Document passage:
What does this have to do with HR and finance? Plenty. Absent workers are a drain on productivity. But sick workers who come into work anyway are even worse. These workers are far less productive than their healthy peers. Moreover, sick employees can also spread the virus to co-workers, customers, suppliers and anyone else they come in contact with during the course of the workday. In the end, these individuals represent not only the drain such presenteeism (working at less than full capacity because of poor health) has on productivity but demonstrate how such behavior can make a bad situation worse.

A 2012 study conducted by The Integrated Benefits found that poor health in general costs businesses $576 billion annually in lost productivity. Nearly 40% of that total ($227 billion) is in the form of presenteeism. For CFOs, these numbers should be a wake up call. If a company does not offer paid sick time to employees, chances are very good that presenteeism is rampant at this time of year. Moreover, as sick employees come to work to avoid lost wages or, worse, in response to threats of job loss in a still slow economy, they help to keep the epidemic going by infecting others.

Even companies that have policies in place to avoid these scenarios can experience widespread presenteeism if those policies are not enforced throughout the company. In other words, offering paid sick time will not do much good if managers and peers put pressure on workers to come in even when they are sick. The question CFOs and HR leaders need to ask is: Does the company culture explicitly or implicitly encourage presenteeism?

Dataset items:
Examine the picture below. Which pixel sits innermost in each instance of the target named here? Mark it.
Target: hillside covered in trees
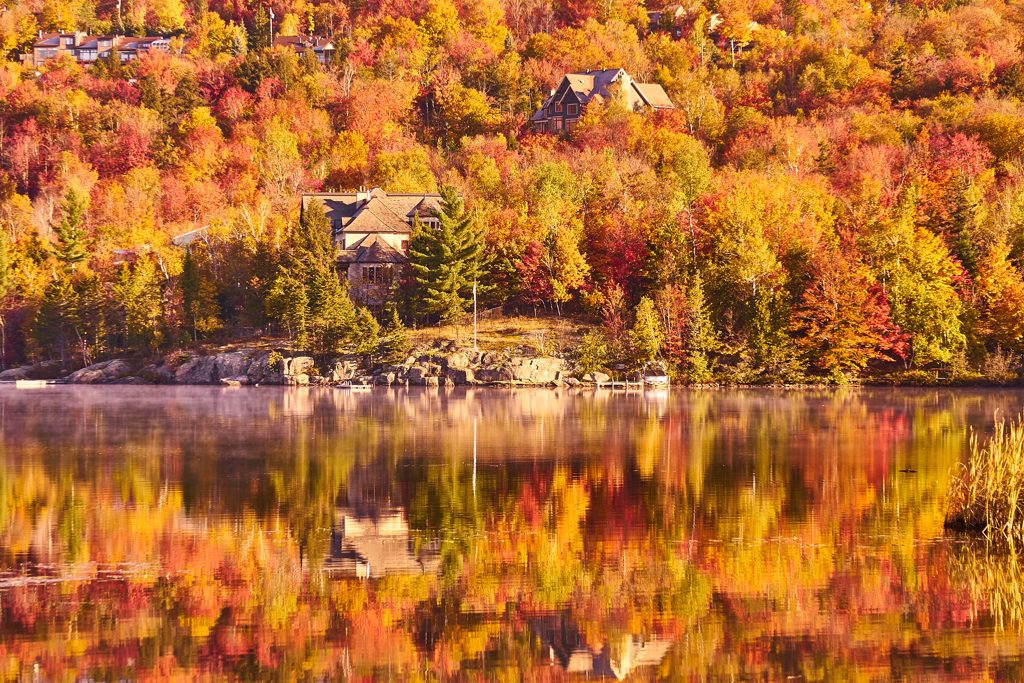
(838, 188)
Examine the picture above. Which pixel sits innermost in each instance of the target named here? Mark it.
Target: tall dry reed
(986, 494)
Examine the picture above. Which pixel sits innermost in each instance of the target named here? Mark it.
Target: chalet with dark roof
(87, 49)
(561, 111)
(371, 231)
(323, 48)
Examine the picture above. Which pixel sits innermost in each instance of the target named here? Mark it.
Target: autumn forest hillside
(838, 190)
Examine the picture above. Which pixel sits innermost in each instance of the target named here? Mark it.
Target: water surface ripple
(311, 534)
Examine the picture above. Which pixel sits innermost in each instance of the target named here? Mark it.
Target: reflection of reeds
(992, 574)
(986, 493)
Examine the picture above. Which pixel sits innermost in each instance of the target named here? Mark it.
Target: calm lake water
(271, 534)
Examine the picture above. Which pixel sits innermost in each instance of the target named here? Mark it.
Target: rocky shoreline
(445, 366)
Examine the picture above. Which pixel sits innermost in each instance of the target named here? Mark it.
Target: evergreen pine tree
(259, 33)
(240, 43)
(71, 235)
(701, 337)
(961, 228)
(53, 330)
(769, 346)
(91, 329)
(5, 282)
(199, 299)
(448, 260)
(287, 301)
(647, 333)
(395, 343)
(138, 304)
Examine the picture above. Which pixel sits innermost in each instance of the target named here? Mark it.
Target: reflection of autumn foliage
(777, 530)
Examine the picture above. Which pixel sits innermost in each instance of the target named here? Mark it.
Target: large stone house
(561, 111)
(87, 49)
(371, 231)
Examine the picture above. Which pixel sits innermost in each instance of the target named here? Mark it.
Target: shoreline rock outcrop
(425, 366)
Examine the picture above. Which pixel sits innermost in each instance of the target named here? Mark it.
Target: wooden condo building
(371, 231)
(562, 110)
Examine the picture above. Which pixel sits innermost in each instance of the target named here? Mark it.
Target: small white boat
(654, 375)
(33, 384)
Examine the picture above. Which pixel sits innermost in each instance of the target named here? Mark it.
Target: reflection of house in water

Instructions for the task: Continue the passage on presenteeism and sick employees, starting after its final question.

Answer section:
Beyond that, there are some more immediate ways employers can help protect the workforce from the flu. First, it is not too late for healthy employees to get a flu vaccine. The best way to encourage that is to sponsor an onsite vaccine clinic or to provide information and time off for employees to get vaccinated elsewhere. The few hours of lost productivity will be more than made up for in the form of healthy employees who do not miss work with the flu. The CDC offers some resources for employers that want to go this route.

Second, because the flu is spread from person to person from a distance as far away as six feet and by touching an infected surface, companies can limit large meetings, encourage telecommuting where appropriate and even place hand sanitizers throughout the workplace in order to limit the spread of the virus.

There is a kernel of potential good news. CDC officials are not yet calling this year’s flu season an epidemic and they note that the outbreak this year may have already peaked, although only time will tell if that is the case.